* RECORDS PROVIDED
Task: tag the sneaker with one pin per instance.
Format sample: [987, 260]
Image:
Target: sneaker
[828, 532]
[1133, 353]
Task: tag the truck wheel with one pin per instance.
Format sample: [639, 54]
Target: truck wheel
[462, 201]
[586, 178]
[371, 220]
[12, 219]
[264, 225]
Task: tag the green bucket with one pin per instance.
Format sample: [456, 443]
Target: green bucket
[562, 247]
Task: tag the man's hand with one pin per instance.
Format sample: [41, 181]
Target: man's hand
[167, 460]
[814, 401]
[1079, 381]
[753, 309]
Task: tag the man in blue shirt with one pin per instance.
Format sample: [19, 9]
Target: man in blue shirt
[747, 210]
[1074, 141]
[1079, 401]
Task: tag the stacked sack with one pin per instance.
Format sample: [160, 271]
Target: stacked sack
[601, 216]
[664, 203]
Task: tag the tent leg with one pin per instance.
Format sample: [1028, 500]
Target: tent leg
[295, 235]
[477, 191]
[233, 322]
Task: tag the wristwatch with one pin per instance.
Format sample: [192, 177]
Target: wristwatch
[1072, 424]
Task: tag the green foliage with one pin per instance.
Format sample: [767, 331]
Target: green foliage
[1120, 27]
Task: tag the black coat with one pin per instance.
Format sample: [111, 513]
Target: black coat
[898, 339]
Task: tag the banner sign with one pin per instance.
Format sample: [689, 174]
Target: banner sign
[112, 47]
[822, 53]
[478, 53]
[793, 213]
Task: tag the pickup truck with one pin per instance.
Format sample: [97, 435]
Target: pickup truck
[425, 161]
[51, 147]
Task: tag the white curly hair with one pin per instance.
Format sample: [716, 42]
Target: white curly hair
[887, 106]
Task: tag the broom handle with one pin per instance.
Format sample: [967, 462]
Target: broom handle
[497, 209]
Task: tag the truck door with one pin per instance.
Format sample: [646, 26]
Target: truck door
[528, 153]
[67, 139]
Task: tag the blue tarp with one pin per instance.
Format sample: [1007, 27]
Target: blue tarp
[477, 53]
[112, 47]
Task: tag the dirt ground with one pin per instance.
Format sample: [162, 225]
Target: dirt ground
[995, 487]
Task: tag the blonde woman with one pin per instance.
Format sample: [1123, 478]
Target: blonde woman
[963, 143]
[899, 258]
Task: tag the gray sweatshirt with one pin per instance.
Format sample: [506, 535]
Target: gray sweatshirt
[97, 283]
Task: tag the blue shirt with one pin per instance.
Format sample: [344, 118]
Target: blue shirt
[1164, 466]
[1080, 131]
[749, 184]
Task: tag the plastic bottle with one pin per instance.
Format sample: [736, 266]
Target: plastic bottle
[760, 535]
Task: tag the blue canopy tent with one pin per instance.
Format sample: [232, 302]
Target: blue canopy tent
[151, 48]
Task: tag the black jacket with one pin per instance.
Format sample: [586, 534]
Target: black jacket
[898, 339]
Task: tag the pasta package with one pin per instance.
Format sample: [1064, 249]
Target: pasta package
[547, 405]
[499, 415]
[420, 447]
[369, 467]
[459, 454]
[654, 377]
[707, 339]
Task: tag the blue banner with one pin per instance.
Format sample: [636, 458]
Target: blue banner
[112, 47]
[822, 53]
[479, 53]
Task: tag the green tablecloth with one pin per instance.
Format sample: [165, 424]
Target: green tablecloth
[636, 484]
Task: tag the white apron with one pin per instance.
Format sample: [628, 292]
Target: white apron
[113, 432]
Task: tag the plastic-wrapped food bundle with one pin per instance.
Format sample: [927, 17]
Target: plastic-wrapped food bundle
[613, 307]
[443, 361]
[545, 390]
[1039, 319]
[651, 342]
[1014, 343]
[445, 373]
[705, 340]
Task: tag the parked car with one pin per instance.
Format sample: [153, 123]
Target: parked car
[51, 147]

* WHAT YOU SHOULD DO
Print the stretch of the entries above from the line containing "Task: tag the parked" through the last line, reproducing each line without any change.

* WRITTEN ANSWER
Task: tag the parked car with one pin per instance.
Format sample: [153, 123]
Target: parked car
[51, 147]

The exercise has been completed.